> **EXERCISE BRIEF**
Repeat, exactly as written, the line with "Target: herb sprig" and every line that follows it in the material below, ending with the last.

> **LISTED RECORDS**
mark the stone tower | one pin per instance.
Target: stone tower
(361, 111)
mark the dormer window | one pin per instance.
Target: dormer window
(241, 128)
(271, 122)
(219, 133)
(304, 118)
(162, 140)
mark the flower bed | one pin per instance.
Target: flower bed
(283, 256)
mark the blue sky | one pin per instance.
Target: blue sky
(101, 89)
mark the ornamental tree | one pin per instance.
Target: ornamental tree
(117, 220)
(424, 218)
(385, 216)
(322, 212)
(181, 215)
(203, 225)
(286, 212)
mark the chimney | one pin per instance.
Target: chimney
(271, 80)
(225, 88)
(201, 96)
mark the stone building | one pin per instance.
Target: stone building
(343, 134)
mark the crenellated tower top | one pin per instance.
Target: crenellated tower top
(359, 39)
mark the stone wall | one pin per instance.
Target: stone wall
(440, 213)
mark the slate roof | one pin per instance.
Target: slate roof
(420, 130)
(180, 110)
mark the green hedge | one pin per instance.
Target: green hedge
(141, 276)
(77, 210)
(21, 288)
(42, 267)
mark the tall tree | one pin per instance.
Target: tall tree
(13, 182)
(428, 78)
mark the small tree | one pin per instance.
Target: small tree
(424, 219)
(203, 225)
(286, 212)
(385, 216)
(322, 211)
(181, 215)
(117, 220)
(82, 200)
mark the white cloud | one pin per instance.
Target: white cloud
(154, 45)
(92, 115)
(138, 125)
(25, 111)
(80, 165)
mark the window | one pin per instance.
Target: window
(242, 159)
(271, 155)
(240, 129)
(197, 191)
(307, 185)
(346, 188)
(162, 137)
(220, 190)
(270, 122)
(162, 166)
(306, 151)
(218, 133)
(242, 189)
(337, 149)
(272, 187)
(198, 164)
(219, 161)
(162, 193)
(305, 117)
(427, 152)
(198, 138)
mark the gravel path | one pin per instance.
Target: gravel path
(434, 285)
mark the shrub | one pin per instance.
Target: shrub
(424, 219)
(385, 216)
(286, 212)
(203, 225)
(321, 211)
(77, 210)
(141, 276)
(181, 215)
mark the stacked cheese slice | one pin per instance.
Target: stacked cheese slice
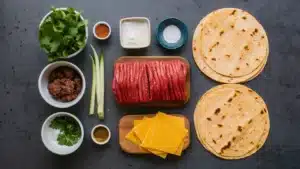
(161, 135)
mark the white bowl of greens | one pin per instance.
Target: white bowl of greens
(63, 33)
(62, 133)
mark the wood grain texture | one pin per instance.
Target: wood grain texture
(162, 103)
(126, 124)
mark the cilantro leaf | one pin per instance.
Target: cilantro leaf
(70, 131)
(62, 33)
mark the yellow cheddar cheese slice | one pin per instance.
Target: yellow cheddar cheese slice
(141, 127)
(166, 134)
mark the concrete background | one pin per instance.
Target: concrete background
(22, 110)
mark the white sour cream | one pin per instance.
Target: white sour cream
(172, 34)
(135, 33)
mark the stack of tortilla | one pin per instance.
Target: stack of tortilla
(230, 46)
(231, 121)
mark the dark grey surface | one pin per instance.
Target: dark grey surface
(22, 110)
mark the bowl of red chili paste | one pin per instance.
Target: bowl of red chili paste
(61, 84)
(101, 30)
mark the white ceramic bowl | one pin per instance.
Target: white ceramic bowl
(86, 32)
(49, 136)
(147, 33)
(44, 80)
(94, 139)
(101, 23)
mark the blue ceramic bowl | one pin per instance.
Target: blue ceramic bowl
(182, 27)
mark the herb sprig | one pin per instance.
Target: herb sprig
(62, 33)
(70, 131)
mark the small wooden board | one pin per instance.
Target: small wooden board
(126, 124)
(164, 103)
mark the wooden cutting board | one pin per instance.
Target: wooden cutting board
(126, 124)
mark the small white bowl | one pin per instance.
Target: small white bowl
(147, 34)
(94, 139)
(49, 136)
(86, 32)
(44, 80)
(101, 23)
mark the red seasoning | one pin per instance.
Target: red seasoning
(102, 30)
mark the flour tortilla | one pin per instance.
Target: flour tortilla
(252, 118)
(199, 59)
(231, 51)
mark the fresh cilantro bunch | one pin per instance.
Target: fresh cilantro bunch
(70, 131)
(62, 33)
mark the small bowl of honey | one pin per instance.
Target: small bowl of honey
(100, 134)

> **YOUR RESPONSE**
Target: herb sprig
(62, 33)
(70, 131)
mark the small wooden board | one pin per instance.
Target: small wooden board
(126, 124)
(164, 103)
mark the wooden cutting board | one pin per instance.
Target: wooden cutting board
(126, 124)
mark the small white bowl | one pin per instance.
Target: small white bowl
(147, 34)
(94, 139)
(49, 136)
(86, 32)
(44, 80)
(101, 23)
mark the red seasoning | one pin per instance.
Target: red seasoning
(102, 30)
mark the flour tortilla | one pin per instance.
Target: flour tortilla
(252, 118)
(199, 59)
(231, 51)
mark the fresh cilantro bunch | one pin per instance.
Target: fresh cilantro bunch
(70, 131)
(62, 33)
mark the small bowl of honey | one pin per instance.
Target: small bowl of honey
(100, 134)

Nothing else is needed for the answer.